Text passage.
++++++++++
Aniekan Umanah, Akwa Ibom’s information commissioner, warned IRIN “There is no way we can handle things for much longer.”
Umanah told IRIN they have received no assistance from the federal government, and are relying on non-governmental organisations like the Nigerian Red Cross.
Okon Eyo, 45, a now homeless fisherman and father of seven has tried to access dwindling emergency supplies at Mbo camp in Akwa Ibom. “We want the federal government to move in quickly and assist us,” he pleaded. “We want to get on with our lives. We don’t want this thing to drag for too long.”
Government help slow to arrive
Nigerians started fleeing Bakassi following the 14 August 2008 ceremony between the governments of Cameroon and Nigeria, which officially handed over administration of the disputed Bakassi peninsula to Cameroon.
According to Umanah, Akwa Ibom received 75,000 returnees over the last two weeks of August. Just when local authorities believed the last returnees had arrived, 20 more buses came in early September. “We were helpless. We had to shelter them in a local school and make arrangements for their food and security. We don’t know when it will end.”
++++++++++
[Segmentation mask data]

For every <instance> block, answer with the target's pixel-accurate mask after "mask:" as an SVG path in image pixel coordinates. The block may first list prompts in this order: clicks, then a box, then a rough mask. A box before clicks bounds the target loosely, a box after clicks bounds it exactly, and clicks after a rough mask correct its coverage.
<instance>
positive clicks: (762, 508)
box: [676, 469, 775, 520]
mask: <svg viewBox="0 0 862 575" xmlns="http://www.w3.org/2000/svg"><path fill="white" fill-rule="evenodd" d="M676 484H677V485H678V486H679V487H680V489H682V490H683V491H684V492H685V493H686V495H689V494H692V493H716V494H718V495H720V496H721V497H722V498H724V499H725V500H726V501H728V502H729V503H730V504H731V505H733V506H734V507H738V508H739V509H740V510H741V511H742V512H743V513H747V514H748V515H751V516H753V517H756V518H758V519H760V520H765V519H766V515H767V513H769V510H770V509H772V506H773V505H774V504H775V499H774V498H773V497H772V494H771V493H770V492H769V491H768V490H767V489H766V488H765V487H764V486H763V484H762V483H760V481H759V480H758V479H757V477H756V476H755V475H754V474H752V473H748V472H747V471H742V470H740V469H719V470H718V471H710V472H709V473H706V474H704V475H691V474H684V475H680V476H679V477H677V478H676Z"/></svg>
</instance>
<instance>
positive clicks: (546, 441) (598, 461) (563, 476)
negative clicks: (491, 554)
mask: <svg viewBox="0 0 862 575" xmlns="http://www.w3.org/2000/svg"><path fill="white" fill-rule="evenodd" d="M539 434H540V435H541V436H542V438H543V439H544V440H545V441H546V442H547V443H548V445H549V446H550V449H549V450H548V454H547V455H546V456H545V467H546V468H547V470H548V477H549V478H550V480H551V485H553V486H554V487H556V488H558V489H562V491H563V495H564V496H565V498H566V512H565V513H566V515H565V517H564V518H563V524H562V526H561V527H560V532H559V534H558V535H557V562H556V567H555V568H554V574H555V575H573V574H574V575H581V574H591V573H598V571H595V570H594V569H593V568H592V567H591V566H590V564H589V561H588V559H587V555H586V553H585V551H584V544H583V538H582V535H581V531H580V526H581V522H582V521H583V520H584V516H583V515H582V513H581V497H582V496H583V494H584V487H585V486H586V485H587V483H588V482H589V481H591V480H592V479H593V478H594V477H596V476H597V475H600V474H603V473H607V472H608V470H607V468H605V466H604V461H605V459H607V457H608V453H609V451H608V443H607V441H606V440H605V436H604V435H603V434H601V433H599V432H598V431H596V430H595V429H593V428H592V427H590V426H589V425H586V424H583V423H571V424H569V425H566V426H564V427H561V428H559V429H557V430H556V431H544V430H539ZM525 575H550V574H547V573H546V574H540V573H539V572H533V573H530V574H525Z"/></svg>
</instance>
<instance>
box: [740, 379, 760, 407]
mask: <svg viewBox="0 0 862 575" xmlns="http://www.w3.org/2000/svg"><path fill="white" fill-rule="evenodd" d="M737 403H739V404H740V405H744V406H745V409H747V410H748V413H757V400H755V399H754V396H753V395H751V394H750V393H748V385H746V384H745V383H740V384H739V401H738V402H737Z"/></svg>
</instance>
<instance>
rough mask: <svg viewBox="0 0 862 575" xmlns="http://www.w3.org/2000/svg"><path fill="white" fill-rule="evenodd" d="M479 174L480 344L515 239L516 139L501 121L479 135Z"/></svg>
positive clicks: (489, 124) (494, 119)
++++++++++
Job item A. In the Bakassi passage, how many returnees did Akwa Ibom receive over the last two weeks of August?
Job item B. Proceed with the Bakassi passage, picking up right after its final sentence.

Written reply A. 75,000

Written reply B.
The Nigerian National Boundary Commission, which helped steer the Bakassi handover, pledged more than US$7 million in federal funds to resettle Nigerian nationals from the disputed territory into the neighbouring Cross River state. But none of this funding was slated for Akwa Ibom, according to Florence Ita-Giw, head of the presidential task force on Bakassi returnees.
As a result. many returnees may not be eligible for federal help. The National Boundary Commission also set up the government’s aid package expecting people with family in other parts of the country to return there, according to Tunde Orebiyi, national secretary of the Nigerian Red Cross.
Returnees to Cross River have as yet seen little government help.
Ita-Giw with the national government, counsels patience. “We are working hard to make as many houses ready [as possible] for occupation by the returnees, but it can’t be done overnight,” she told IRIN. The Red Cross’ Orebiyi has warned resettlement can take as long as one year.
Some 300,000 Nigerians lived in Bakassi before its transfer to Cameroon. In the process leading up to the handover, authorities had discussed a transitional arrangement allowing joint administration by Nigeria and Cameroon for an initial period to guarantee the fair treatment of Nigerians left behind.
But this was not put in place, according to returnees and journalist Solomon.
“The returnees said most of them were being terrorised by the Cameroonian police and they did not find life easy under the new ruling,” Solomon explained. According to him, the Cross River authorities are investigating reports that Cameroonian soldiers recently killed Nigerians in Bakassi.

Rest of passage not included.